• _Textauszug_:
┌──
Richterswil

Amphibienrettung – für jeden leicht gemacht

In Abwasserschächten finden sich immer wieder Amphibien, denen es ohne Ausstiegshilfe nicht möglich ist, dieser tödlichen Falle zu entrinnen. Es gäbe aber einfache und kostengünstige Lösungen zur Rettung der kleinen Tiere.

Text: Reni Bircher
Bilder: Guido Bircher / Mario Lippuner

Amphibien, wie Frösche, Kröten, Salamander, aber auch Blindschleichen, gelangen vor allem in Abwasserschächte, deren Rost breite Schlitze aufweisen. Aber auch grossgittrige Licht- und Kellerschächte werden den kleinen Wirbeltieren zum Verhängnis. Einmal im Schacht, gibt es für sie keine Möglichkeit mehr, ins Ökosystem zurückzugelangen. Sie verhungern und vertrocknen im Lichtschacht, während sie im Abwassersystem bei der Schachtreinigung abgesaugt werden und im Kanalisationssystem oder in der Kläranlage enden. Eine hohe Anzahl verendeter Tiere könnten üble Gerüche und allenfalls einen Rückstau in unterirdischen Ableitungen und Überläufen von Gewässern und Bächen verursachen.
Simple Massnahmen von Privaten, aber auch an expliziten Stellen im öffentlichen Raum, könnten den Tieren das Leben retten. Ein Gespräch mit dem Geschäftsleiter der örtlichen Kanalreinigung, Hans Jörg Huber, sowie dem Naturschutz Richterswil-Samstagern, zeigt auf, welche Erfahrungen, Probleme und Lösungsansätze es beim Thema Amphibienschutz gibt:

Was hat den Naturschutz bewogen, sich in diesem Herbst dem Amphibienschutz anzunehmen?
Naturschutz Richterswil-Samstagern: Ein persönliches Erlebnis trug zum vertieften Thema Amphibienschutz bei. Die Kanalspülung auf privatem Grund wurde fällig, der Kanalreiniger aufgeboten. Der glückliche Zufall wollte, dass eine Kröte, bevor der Absaugschlauch angelassen wurde, von den Mitarbeitern entdeckt und gerettet werden konnte. Sie fiel irgendwann unbemerkt in den Schacht. Eine Selbstrettung war unmöglich. Dies veranlasste uns, den Fokus auch auf private Schächte und Rohre zu lenken und der Bevölkerung mittels Zeitungsartikel einen Eindruck zu vermitteln, was für stille Tragödien sich ums eigene Haus abspielen. Das Schöne ist, dass die Hauseigentümerschaft mit kleinem Aufwand ganz viel bewirken und so das Amphibiensterben in den eigenen Schächten stoppen kann.
└──
• _Erfasste Angaben_:
┌──
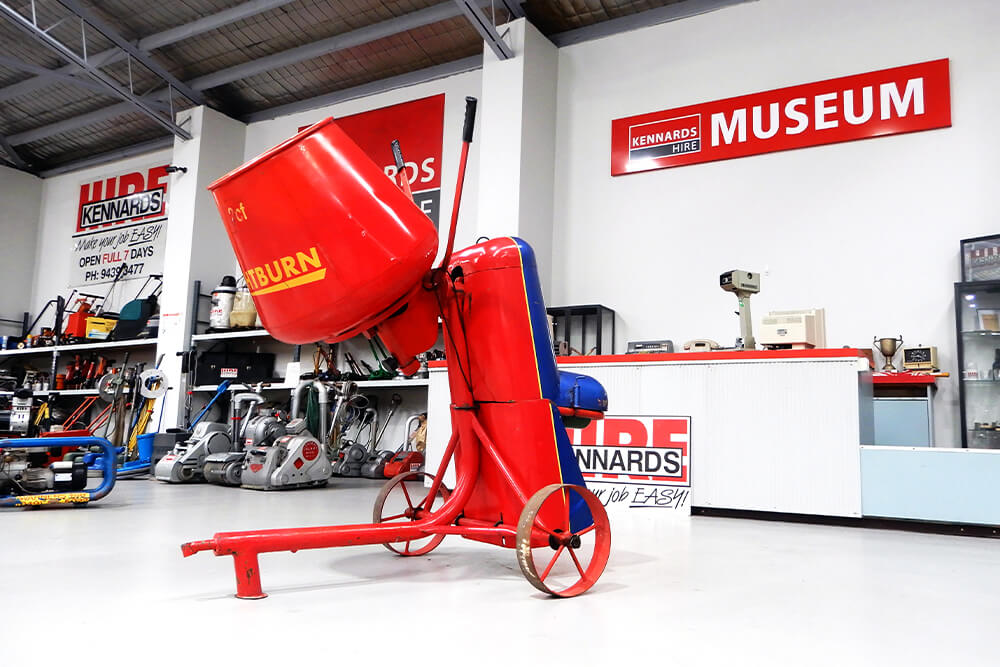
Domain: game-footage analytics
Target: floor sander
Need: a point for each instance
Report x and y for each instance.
(258, 429)
(354, 455)
(186, 462)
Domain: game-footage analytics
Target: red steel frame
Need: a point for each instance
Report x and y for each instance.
(469, 441)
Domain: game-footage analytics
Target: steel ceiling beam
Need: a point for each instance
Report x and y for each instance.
(133, 51)
(672, 12)
(513, 7)
(154, 41)
(51, 75)
(371, 88)
(12, 156)
(370, 33)
(110, 156)
(364, 35)
(485, 28)
(133, 101)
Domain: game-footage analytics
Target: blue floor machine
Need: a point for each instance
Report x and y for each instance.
(28, 478)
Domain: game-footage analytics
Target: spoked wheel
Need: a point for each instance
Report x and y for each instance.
(403, 499)
(554, 559)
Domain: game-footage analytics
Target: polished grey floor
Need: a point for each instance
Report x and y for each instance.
(107, 584)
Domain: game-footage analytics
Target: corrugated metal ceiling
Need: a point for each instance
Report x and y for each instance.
(29, 107)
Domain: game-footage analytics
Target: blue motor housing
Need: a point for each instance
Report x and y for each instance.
(581, 399)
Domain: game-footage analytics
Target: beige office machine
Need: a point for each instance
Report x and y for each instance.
(793, 329)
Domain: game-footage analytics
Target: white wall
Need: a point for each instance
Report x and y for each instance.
(20, 202)
(57, 224)
(264, 134)
(869, 229)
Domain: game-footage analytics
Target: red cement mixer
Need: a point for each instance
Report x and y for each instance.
(332, 248)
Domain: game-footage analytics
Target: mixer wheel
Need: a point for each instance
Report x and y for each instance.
(404, 498)
(571, 562)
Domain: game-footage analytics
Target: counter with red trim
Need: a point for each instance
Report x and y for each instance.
(762, 430)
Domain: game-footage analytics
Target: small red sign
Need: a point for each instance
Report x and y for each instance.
(310, 451)
(890, 101)
(124, 199)
(634, 449)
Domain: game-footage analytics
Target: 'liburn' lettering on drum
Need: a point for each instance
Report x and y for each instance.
(286, 272)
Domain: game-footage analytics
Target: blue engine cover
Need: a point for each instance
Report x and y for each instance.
(581, 392)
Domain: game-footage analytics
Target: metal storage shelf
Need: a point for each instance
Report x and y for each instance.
(371, 384)
(229, 335)
(61, 392)
(104, 345)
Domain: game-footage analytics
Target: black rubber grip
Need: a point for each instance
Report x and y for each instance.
(470, 119)
(397, 155)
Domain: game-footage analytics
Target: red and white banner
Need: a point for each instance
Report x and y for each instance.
(419, 127)
(120, 220)
(636, 461)
(875, 104)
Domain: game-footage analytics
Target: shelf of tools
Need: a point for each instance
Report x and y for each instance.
(62, 365)
(246, 356)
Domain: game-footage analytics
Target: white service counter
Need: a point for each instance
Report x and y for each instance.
(773, 431)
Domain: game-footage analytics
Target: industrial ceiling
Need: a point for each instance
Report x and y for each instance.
(86, 81)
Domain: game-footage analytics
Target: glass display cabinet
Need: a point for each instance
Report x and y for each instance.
(977, 316)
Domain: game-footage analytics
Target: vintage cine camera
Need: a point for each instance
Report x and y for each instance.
(740, 281)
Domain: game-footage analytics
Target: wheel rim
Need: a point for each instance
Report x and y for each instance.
(553, 559)
(403, 499)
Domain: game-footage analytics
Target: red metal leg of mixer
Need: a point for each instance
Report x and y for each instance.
(247, 576)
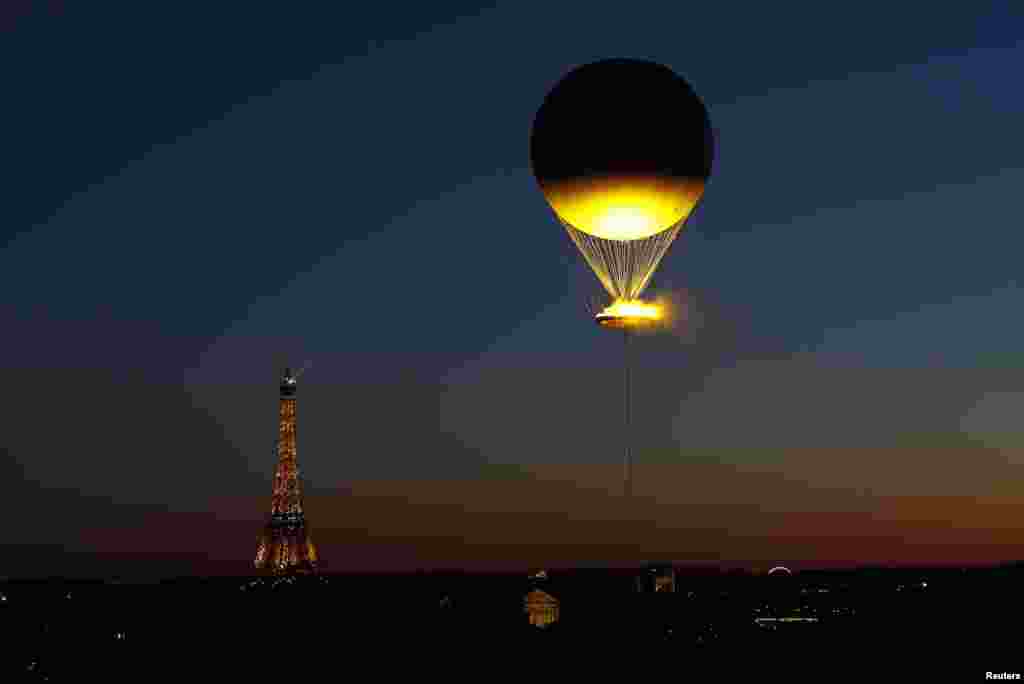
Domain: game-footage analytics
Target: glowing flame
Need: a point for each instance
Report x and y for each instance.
(635, 309)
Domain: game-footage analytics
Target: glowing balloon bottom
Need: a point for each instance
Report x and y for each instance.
(623, 314)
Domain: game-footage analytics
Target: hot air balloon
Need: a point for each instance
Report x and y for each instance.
(622, 150)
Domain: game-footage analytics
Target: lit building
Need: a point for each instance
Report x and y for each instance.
(285, 546)
(656, 578)
(542, 608)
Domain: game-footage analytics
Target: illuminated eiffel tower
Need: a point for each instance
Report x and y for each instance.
(285, 546)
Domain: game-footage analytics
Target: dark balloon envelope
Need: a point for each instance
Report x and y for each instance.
(622, 148)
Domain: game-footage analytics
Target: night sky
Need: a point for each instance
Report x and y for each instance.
(197, 198)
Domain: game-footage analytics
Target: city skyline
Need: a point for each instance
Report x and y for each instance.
(184, 223)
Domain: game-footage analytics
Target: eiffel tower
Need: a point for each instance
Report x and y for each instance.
(285, 546)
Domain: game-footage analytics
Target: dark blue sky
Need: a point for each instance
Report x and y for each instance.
(196, 197)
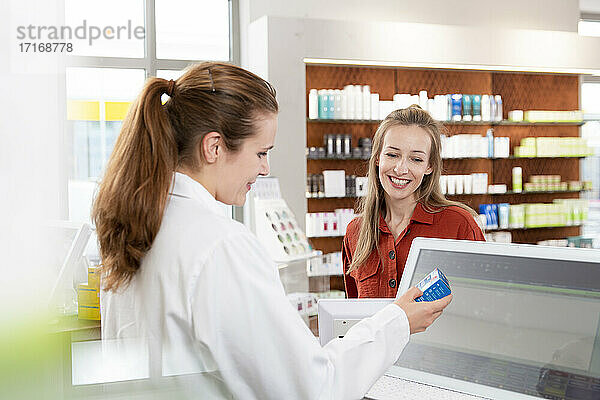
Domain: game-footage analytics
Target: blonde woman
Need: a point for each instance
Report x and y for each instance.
(404, 201)
(198, 287)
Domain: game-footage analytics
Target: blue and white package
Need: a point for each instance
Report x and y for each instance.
(434, 286)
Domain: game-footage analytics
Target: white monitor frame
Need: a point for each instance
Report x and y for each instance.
(466, 246)
(337, 316)
(491, 248)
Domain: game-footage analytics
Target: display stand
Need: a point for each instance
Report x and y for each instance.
(270, 218)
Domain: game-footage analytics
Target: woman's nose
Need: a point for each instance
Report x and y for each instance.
(401, 166)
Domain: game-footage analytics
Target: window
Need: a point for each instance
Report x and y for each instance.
(589, 27)
(199, 32)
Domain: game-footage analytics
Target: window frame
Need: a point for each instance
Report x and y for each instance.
(149, 63)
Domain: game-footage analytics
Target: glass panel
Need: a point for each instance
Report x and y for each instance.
(97, 30)
(589, 28)
(528, 325)
(169, 73)
(590, 166)
(192, 29)
(98, 99)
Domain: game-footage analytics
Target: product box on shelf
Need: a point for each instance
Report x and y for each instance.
(274, 223)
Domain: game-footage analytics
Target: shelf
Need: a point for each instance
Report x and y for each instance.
(484, 123)
(511, 193)
(337, 159)
(510, 158)
(454, 158)
(486, 230)
(508, 193)
(532, 228)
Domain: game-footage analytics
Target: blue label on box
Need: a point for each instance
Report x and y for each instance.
(434, 286)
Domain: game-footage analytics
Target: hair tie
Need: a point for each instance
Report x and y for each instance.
(212, 83)
(170, 88)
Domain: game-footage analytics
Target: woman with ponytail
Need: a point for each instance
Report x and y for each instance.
(404, 201)
(196, 287)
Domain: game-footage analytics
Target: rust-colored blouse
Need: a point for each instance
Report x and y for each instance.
(380, 275)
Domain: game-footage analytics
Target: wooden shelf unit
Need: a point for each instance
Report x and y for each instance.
(525, 91)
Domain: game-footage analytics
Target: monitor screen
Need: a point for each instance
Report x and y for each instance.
(525, 324)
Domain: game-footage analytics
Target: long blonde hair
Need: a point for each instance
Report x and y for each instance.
(155, 140)
(429, 193)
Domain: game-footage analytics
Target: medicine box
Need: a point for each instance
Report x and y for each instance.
(434, 286)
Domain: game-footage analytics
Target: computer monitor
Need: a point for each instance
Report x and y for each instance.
(336, 316)
(524, 322)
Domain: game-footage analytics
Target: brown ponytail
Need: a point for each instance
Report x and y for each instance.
(156, 139)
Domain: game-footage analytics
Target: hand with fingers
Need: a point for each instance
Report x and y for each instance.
(421, 314)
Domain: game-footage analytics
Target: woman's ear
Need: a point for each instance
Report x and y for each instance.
(210, 147)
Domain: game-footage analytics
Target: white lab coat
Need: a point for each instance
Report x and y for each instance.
(208, 298)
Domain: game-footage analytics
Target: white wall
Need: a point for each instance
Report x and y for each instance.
(31, 127)
(558, 15)
(278, 46)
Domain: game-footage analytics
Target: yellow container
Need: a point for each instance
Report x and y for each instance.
(94, 277)
(89, 312)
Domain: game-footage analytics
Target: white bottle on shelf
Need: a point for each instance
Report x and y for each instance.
(349, 90)
(366, 101)
(344, 106)
(313, 104)
(358, 106)
(337, 113)
(485, 108)
(423, 100)
(374, 105)
(498, 100)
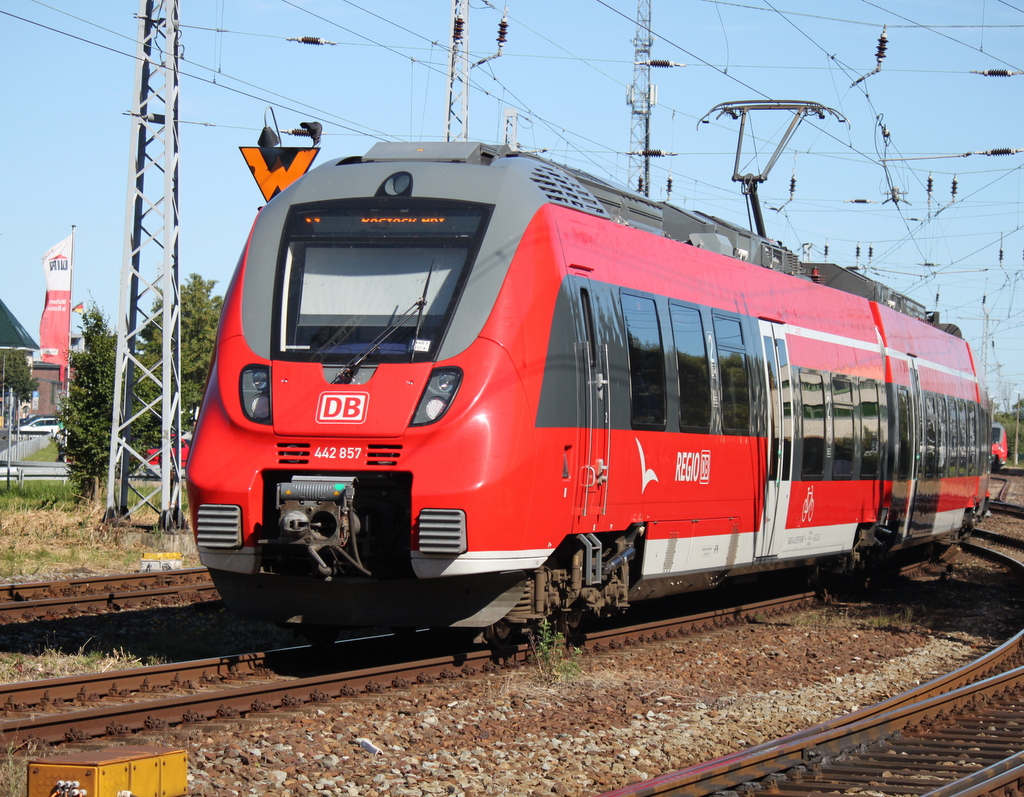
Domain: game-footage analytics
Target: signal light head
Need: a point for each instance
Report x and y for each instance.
(437, 396)
(255, 393)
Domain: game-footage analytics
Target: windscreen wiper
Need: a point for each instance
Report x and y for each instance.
(348, 371)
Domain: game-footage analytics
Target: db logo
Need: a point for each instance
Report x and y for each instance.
(342, 408)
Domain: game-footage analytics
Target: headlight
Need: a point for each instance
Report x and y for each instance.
(255, 393)
(437, 396)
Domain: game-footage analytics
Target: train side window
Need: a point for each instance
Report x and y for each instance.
(784, 372)
(972, 439)
(931, 438)
(905, 461)
(732, 371)
(843, 451)
(691, 358)
(958, 409)
(812, 397)
(943, 435)
(870, 449)
(588, 320)
(646, 361)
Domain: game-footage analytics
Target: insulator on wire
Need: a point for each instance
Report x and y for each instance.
(880, 53)
(312, 40)
(996, 73)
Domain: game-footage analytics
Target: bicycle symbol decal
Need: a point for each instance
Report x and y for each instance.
(808, 513)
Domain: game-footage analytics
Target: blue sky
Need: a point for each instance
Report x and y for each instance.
(68, 79)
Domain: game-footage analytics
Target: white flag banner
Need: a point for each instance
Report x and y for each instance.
(56, 265)
(55, 322)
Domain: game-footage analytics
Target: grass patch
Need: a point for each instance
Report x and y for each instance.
(556, 661)
(49, 454)
(44, 531)
(15, 668)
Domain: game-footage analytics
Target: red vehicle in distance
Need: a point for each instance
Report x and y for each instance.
(153, 455)
(999, 448)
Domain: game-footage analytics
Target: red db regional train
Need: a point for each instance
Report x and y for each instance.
(458, 385)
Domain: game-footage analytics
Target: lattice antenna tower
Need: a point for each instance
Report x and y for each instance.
(641, 97)
(150, 304)
(457, 122)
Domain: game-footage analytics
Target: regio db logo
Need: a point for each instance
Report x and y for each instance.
(342, 408)
(693, 466)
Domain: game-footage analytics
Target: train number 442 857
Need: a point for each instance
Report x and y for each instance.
(330, 452)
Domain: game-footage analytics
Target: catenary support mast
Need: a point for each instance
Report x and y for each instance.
(150, 310)
(641, 97)
(457, 122)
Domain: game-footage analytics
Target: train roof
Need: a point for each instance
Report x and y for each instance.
(589, 194)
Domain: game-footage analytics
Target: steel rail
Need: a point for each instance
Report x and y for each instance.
(214, 697)
(103, 593)
(941, 697)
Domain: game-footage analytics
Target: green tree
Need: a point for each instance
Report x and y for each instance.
(15, 374)
(200, 317)
(86, 412)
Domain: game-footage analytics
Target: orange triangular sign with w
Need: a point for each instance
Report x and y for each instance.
(278, 167)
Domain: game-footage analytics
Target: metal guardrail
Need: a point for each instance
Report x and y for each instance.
(33, 471)
(27, 446)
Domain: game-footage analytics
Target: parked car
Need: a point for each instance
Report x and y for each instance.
(41, 424)
(153, 455)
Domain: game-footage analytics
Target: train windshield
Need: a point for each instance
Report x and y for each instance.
(377, 284)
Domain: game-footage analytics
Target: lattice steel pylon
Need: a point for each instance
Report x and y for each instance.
(641, 97)
(457, 121)
(150, 306)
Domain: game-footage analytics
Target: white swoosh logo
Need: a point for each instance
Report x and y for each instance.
(648, 474)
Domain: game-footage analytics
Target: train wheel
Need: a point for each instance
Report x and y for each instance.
└──
• _Aufgaben_:
1) Übersetzen Sie diesen Satz aus dem Text über die Amphibienrettung ins Englische: „Es gäbe aber einfache und kostengünstige Lösungen zur Rettung der kleinen Tiere.“
2) Schreiben Sie den Text über die Amphibienrettung zwischen „Was hat den“ und „Schächten stoppen kann.“ einschließlich dieser beiden Stellen wortgetreu ab.

• _Lösungen_:
1) However, there would be simple and inexpensive solutions for rescuing the small animals.

2)
Was hat den Naturschutz bewogen, sich in diesem Herbst dem Amphibienschutz anzunehmen?
Naturschutz Richterswil-Samstagern: Ein persönliches Erlebnis trug zum vertieften Thema Amphibienschutz bei. Die Kanalspülung auf privatem Grund wurde fällig, der Kanalreiniger aufgeboten. Der glückliche Zufall wollte, dass eine Kröte, bevor der Absaugschlauch angelassen wurde, von den Mitarbeitern entdeckt und gerettet werden konnte. Sie fiel irgendwann unbemerkt in den Schacht. Eine Selbstrettung war unmöglich. Dies veranlasste uns, den Fokus auch auf private Schächte und Rohre zu lenken und der Bevölkerung mittels Zeitungsartikel einen Eindruck zu vermitteln, was für stille Tragödien sich ums eigene Haus abspielen. Das Schöne ist, dass die Hauseigentümerschaft mit kleinem Aufwand ganz viel bewirken und so das Amphibiensterben in den eigenen Schächten stoppen kann.